Object position labeling entries
## Begin

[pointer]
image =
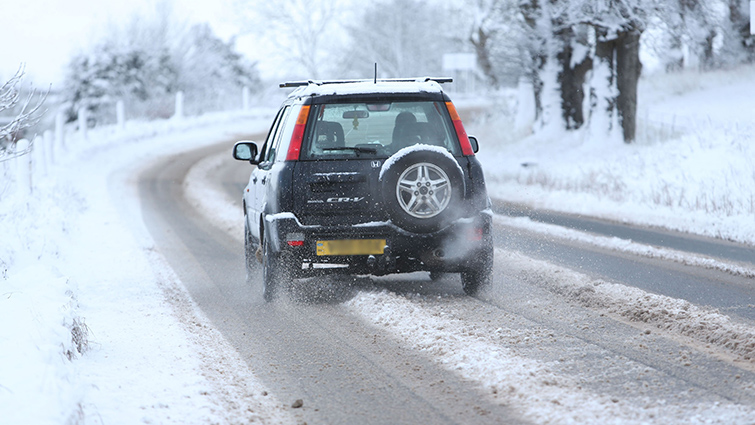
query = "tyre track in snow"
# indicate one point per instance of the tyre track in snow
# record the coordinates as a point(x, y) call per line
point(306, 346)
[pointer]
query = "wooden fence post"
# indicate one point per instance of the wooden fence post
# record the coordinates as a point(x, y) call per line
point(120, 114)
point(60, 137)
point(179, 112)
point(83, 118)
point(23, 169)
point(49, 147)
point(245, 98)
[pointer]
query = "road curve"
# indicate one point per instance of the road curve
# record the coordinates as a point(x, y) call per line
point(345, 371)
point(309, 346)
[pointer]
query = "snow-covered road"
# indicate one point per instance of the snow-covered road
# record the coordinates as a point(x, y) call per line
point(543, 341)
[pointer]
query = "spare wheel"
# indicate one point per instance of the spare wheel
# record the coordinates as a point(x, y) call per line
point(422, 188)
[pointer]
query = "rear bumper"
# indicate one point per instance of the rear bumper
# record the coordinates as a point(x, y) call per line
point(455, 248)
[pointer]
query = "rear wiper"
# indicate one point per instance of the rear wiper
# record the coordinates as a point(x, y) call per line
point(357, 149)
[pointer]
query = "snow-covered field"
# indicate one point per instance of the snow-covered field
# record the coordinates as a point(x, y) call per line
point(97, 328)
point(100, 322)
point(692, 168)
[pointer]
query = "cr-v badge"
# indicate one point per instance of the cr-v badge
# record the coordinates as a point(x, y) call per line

## End

Render the data above as a Markdown table with two columns, Row (the line number) and Text (the line itself), skipping blank lines. Omit the pictures from the output.

Expected answer:
| Row | Text |
|---|---|
| 1 | [pointer] |
| 2 | image = |
| 3 | query = "tyre track in snow" |
| 4 | # indicate one point per instance of the tyre track in snow |
| 5 | # record the coordinates as a point(x, y) call per line |
| 6 | point(306, 346) |
| 7 | [pointer] |
| 8 | query = "wooden fence post" |
| 9 | # indicate one point per instance of the wooden fence post |
| 10 | # record the coordinates as a point(x, y) call per line |
| 11 | point(120, 114) |
| 12 | point(60, 137) |
| 13 | point(179, 112) |
| 14 | point(83, 118) |
| 15 | point(23, 169) |
| 16 | point(49, 147) |
| 17 | point(245, 98) |
| 18 | [pointer] |
| 19 | query = "road curve" |
| 20 | # indicate one point per instance of the road curve |
| 21 | # record the coordinates as a point(x, y) call per line |
| 22 | point(345, 371) |
| 23 | point(309, 346) |
| 24 | [pointer] |
| 25 | query = "snow-covered road" |
| 26 | # indicate one point per instance of the snow-covered road |
| 27 | # record the coordinates as a point(x, y) call per line |
| 28 | point(543, 341) |
| 29 | [pointer] |
| 30 | query = "spare wheel" |
| 31 | # indicate one point per instance of the spare wheel |
| 32 | # record the coordinates as a point(x, y) call per line |
| 33 | point(422, 188) |
| 34 | [pointer] |
| 35 | query = "rear bumper" |
| 36 | # indicate one point per instance of the rear bumper |
| 37 | # record the coordinates as a point(x, y) call per line |
| 38 | point(455, 248) |
| 39 | [pointer] |
| 40 | query = "rear wiper" |
| 41 | # indicate one point per instance of the rear wiper |
| 42 | # record the coordinates as a point(x, y) call per line |
| 43 | point(357, 149) |
| 44 | [pointer] |
| 45 | query = "snow-covered field" |
| 46 | # indicate one point per instance of the snow-covered field |
| 47 | # record the coordinates as a point(x, y) call per line |
| 48 | point(97, 328) |
| 49 | point(100, 322) |
| 50 | point(692, 168) |
| 51 | [pointer] |
| 52 | query = "cr-v badge" |
| 53 | # indicate one point per instance of the cr-v badge |
| 54 | # record the coordinates as a point(x, y) call per line |